■ Problem statement:
Repeat exactly, and only, the lines from the line containing "In this exercise you will pick out the red" through the last line of the records below, including both.

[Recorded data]

----------

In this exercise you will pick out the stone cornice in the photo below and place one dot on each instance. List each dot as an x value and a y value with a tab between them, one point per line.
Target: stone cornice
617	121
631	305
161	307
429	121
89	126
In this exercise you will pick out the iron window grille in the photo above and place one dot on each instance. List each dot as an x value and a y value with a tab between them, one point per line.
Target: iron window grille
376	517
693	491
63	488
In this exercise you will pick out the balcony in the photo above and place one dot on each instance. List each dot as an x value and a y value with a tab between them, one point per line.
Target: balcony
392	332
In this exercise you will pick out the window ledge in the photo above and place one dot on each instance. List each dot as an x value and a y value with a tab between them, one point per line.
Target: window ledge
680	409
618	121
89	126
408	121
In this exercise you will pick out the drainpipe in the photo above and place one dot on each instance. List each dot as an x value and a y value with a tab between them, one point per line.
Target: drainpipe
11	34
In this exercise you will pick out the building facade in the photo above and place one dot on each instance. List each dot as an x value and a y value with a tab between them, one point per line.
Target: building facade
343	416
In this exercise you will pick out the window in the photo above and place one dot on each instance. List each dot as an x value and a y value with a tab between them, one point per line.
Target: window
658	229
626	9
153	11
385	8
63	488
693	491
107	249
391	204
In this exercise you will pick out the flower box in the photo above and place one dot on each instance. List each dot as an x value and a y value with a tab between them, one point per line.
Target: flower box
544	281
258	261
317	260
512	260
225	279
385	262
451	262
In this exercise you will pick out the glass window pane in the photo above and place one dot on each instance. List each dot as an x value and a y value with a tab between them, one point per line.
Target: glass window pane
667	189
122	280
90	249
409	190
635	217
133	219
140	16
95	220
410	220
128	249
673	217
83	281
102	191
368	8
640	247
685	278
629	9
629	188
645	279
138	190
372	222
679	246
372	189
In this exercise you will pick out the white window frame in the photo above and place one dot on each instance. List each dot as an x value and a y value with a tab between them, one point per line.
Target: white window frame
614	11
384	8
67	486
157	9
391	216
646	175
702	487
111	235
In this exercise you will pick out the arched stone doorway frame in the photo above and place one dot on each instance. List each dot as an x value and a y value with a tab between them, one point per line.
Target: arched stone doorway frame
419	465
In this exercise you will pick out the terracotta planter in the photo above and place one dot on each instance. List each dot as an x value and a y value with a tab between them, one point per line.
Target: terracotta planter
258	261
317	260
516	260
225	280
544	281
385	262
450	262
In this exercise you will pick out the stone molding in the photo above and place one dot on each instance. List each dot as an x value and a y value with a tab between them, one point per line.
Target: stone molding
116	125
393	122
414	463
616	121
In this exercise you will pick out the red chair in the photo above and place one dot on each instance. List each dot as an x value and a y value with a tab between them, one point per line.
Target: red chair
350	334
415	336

----------

■ Expected answer:
In this exercise you will pick out the red chair in the photo above and place one dot on each instance. List each dot as an x value and a y value with a tab between them, one point per line.
Target: red chair
350	334
415	336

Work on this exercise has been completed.